-------- SUPPLIED MATERIAL

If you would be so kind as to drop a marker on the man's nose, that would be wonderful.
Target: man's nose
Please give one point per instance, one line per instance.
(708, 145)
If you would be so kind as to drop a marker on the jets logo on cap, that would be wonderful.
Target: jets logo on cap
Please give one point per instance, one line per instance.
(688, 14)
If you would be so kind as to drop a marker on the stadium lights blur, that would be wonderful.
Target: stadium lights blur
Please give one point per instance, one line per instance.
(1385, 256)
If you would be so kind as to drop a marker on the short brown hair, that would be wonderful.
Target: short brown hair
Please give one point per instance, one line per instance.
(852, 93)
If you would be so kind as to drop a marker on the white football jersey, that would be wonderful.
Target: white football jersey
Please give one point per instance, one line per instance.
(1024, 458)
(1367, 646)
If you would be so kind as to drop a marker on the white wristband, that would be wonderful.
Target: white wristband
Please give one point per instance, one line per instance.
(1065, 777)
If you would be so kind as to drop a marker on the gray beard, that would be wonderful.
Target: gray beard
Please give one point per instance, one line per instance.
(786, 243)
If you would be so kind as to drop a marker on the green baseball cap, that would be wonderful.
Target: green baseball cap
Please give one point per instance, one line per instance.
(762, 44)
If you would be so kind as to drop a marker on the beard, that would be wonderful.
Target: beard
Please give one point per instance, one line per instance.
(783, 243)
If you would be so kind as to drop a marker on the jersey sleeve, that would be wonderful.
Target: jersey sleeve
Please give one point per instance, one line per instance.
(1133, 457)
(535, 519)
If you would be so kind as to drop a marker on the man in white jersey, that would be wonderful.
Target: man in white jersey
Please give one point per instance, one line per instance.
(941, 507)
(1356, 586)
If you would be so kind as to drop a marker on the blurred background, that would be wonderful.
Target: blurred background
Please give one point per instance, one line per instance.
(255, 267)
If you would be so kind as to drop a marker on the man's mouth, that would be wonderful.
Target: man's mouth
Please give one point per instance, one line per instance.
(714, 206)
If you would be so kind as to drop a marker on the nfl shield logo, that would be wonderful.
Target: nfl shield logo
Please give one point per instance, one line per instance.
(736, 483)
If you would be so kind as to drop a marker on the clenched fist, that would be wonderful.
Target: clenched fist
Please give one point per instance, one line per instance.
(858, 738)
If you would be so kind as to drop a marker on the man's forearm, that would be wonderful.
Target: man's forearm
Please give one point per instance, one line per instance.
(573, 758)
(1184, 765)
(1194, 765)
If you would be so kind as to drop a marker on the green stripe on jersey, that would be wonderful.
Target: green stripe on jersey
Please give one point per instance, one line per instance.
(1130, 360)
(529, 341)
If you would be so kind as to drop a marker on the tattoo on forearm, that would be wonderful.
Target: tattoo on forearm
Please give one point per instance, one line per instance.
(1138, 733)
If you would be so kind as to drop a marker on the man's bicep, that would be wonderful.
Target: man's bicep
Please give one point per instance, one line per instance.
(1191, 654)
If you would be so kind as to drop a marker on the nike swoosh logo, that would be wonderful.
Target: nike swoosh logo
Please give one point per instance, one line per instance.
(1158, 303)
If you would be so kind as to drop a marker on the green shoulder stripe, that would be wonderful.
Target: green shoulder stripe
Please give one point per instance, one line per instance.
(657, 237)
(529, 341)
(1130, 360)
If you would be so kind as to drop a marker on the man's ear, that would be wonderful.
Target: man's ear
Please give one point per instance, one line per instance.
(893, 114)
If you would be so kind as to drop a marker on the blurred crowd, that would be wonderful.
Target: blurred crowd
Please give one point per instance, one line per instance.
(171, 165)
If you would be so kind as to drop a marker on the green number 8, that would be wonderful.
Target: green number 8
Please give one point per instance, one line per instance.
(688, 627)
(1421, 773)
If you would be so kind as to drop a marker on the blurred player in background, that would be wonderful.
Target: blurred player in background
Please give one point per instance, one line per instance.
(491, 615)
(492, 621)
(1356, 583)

----------------

TASK OBJECTIVE
Looking at the data above, show all lines where the word "mouth" occurs.

ANSWER AREA
If you would be so kind as to drop a marker on the man's mouth, that would be wonderful.
Target: man's mouth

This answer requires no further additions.